#### ENTRIES SHOWN:

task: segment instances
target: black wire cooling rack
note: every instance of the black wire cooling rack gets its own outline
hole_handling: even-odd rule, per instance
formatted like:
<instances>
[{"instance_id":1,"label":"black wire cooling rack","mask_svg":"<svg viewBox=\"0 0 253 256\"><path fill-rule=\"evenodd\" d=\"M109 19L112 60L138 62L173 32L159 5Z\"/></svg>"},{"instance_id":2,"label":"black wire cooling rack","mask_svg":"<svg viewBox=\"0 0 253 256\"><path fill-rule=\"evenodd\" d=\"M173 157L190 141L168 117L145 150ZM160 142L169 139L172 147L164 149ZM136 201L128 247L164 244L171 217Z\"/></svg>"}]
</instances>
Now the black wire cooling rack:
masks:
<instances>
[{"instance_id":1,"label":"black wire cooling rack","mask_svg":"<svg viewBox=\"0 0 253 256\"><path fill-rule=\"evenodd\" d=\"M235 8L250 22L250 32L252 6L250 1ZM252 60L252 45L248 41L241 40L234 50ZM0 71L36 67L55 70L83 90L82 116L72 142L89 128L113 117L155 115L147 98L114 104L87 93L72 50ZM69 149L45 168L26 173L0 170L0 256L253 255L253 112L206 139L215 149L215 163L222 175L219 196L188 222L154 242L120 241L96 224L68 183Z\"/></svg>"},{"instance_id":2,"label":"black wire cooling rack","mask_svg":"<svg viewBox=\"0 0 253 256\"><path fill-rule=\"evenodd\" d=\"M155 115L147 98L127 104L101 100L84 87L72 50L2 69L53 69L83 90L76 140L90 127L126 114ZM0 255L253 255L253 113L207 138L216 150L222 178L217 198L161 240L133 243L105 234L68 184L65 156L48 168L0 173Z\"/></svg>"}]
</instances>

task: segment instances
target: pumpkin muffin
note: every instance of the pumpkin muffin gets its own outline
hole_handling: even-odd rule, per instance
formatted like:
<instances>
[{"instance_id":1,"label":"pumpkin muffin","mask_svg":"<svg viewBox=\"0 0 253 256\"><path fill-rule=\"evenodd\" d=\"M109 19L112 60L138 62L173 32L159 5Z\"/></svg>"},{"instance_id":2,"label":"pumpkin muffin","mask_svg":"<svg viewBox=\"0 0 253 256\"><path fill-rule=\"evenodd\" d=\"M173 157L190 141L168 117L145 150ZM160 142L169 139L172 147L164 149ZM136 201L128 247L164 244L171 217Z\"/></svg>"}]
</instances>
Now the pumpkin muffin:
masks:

#### PROBLEM TO SOLVE:
Copy out each line in the records above that contains the word "gets". Case counts.

#### COMPLETE OUTPUT:
note: every instance of the black wire cooling rack gets its own outline
note: every instance of the pumpkin muffin gets its own outline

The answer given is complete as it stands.